(Recorded data)
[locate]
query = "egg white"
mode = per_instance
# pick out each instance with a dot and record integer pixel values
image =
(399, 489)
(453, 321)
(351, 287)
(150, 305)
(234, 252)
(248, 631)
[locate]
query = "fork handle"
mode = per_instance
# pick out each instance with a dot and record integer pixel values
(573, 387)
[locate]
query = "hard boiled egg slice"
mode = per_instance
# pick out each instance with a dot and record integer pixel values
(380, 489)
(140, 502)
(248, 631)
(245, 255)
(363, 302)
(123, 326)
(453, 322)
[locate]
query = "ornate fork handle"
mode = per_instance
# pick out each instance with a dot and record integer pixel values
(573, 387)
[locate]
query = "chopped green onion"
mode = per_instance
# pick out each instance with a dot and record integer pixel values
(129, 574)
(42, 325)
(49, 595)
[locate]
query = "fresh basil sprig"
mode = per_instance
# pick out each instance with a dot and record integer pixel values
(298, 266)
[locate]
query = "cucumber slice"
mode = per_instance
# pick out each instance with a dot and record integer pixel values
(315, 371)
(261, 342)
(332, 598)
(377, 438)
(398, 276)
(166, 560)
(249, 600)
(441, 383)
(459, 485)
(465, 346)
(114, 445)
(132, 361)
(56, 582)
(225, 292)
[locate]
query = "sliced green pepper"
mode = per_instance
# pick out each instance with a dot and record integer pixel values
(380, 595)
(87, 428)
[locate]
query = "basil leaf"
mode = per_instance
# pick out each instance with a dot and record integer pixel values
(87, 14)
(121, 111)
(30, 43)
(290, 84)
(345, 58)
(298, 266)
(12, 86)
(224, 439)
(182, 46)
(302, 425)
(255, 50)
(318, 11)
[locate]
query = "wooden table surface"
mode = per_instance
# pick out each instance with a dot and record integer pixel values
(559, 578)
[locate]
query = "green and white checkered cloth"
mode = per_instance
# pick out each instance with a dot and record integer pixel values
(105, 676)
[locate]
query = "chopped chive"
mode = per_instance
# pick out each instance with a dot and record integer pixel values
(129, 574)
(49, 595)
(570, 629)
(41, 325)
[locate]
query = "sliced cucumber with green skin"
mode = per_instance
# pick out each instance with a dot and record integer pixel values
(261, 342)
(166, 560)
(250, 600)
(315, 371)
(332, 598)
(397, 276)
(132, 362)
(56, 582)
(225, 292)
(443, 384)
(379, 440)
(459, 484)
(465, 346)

---

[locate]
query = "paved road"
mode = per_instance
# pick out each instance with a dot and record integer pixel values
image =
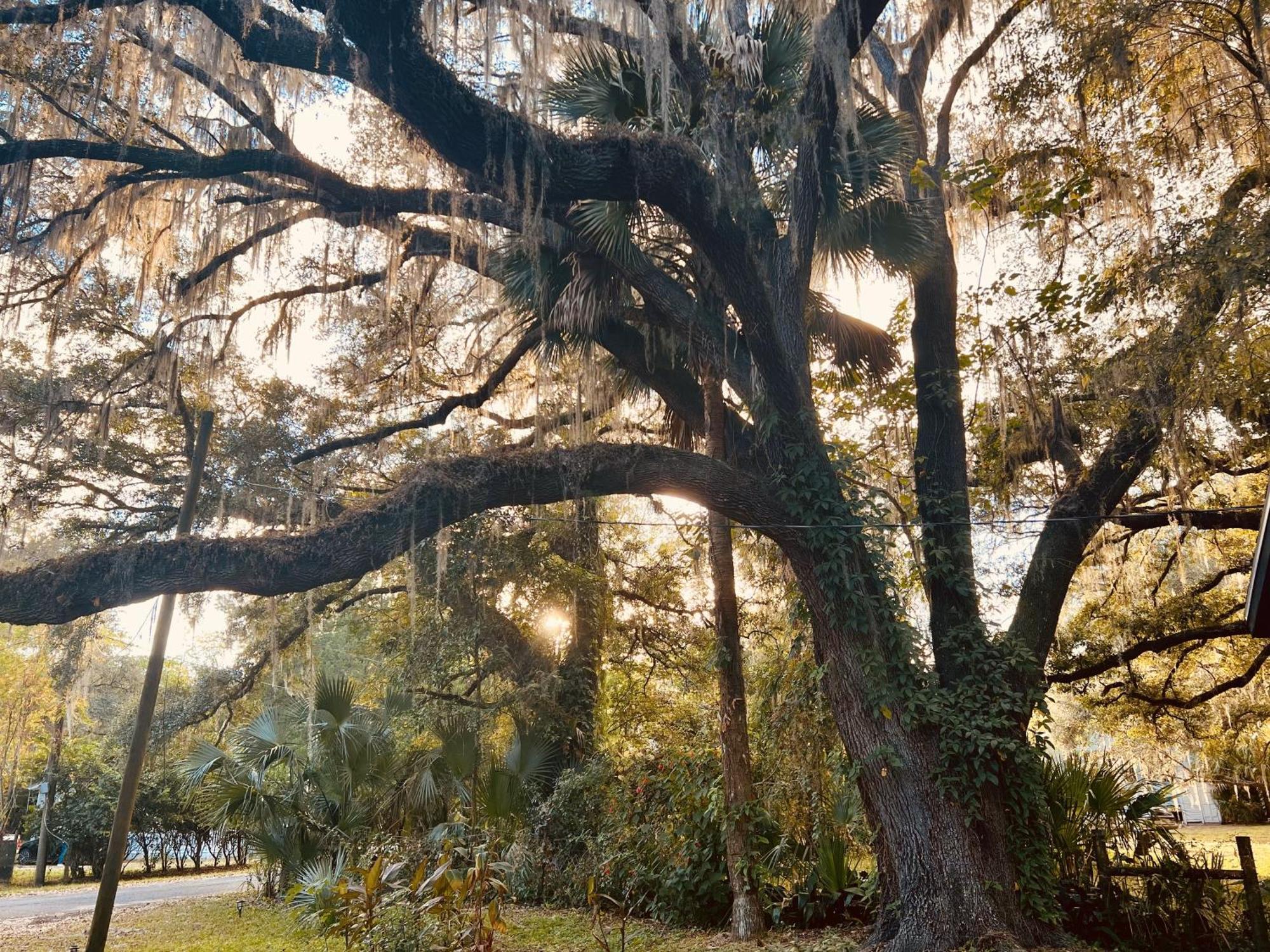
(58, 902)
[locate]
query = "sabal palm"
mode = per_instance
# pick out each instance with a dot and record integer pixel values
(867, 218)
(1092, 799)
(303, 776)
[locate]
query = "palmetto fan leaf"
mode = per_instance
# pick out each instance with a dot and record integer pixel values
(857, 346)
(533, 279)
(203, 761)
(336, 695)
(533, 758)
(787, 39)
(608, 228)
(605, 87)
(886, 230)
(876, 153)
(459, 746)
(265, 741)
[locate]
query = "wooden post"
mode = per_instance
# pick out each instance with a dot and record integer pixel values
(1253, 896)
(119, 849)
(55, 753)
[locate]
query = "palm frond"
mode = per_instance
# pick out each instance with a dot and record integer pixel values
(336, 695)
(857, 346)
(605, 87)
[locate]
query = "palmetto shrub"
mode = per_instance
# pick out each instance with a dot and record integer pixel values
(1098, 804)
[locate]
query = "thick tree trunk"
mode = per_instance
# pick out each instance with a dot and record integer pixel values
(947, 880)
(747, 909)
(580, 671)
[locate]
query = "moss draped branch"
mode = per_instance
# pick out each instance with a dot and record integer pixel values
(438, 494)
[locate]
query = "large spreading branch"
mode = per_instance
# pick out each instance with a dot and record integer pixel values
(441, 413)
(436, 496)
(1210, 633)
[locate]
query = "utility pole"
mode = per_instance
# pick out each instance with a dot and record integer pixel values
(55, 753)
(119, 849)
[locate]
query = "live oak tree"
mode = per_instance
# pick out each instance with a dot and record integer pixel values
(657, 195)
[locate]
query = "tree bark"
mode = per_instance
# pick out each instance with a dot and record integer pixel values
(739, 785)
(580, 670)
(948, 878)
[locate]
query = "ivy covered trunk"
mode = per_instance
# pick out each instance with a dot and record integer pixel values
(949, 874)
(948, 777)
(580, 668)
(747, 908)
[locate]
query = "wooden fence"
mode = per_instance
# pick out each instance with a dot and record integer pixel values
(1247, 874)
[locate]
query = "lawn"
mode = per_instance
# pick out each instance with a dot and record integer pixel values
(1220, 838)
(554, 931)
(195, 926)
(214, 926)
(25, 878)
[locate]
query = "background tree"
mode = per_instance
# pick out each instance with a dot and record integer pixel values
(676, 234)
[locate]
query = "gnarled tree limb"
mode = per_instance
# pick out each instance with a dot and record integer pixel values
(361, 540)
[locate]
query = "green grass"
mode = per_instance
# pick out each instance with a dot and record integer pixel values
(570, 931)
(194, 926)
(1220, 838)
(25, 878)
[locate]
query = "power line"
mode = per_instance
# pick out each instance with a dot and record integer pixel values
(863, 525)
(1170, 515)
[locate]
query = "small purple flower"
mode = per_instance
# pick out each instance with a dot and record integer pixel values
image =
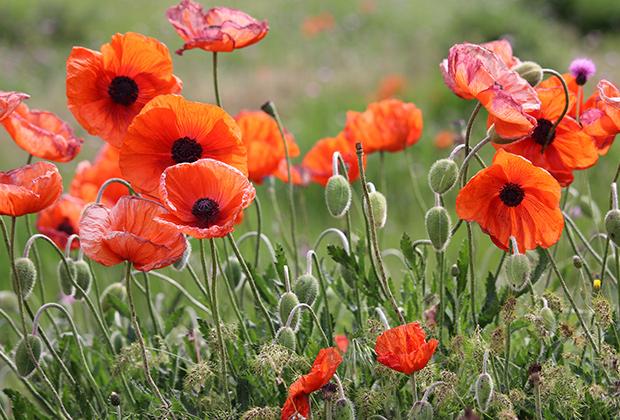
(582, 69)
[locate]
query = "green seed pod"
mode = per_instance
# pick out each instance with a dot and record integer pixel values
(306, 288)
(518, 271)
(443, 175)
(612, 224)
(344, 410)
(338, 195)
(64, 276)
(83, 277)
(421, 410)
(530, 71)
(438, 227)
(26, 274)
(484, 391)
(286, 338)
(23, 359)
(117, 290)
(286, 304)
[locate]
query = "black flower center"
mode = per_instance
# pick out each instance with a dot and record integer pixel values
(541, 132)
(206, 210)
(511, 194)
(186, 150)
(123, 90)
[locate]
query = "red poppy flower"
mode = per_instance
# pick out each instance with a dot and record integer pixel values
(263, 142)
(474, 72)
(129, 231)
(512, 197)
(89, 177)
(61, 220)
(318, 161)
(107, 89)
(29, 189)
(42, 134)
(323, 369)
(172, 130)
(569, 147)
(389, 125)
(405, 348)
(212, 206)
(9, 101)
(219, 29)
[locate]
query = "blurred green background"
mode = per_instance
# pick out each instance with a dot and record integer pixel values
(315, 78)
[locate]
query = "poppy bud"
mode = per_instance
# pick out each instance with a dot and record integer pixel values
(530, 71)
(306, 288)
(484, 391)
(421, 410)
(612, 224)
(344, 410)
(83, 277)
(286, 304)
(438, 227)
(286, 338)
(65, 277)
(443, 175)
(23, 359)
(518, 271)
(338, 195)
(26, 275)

→ **AIM OF THE TASK**: Collect every line of the rows above that contains the word "tree", treating case as significant.

→ **WORKED ANSWER**:
query = "thick tree trunk"
query = "live oak tree"
query = "tree bark"
query = "background tree"
query = "gnarled tree limb"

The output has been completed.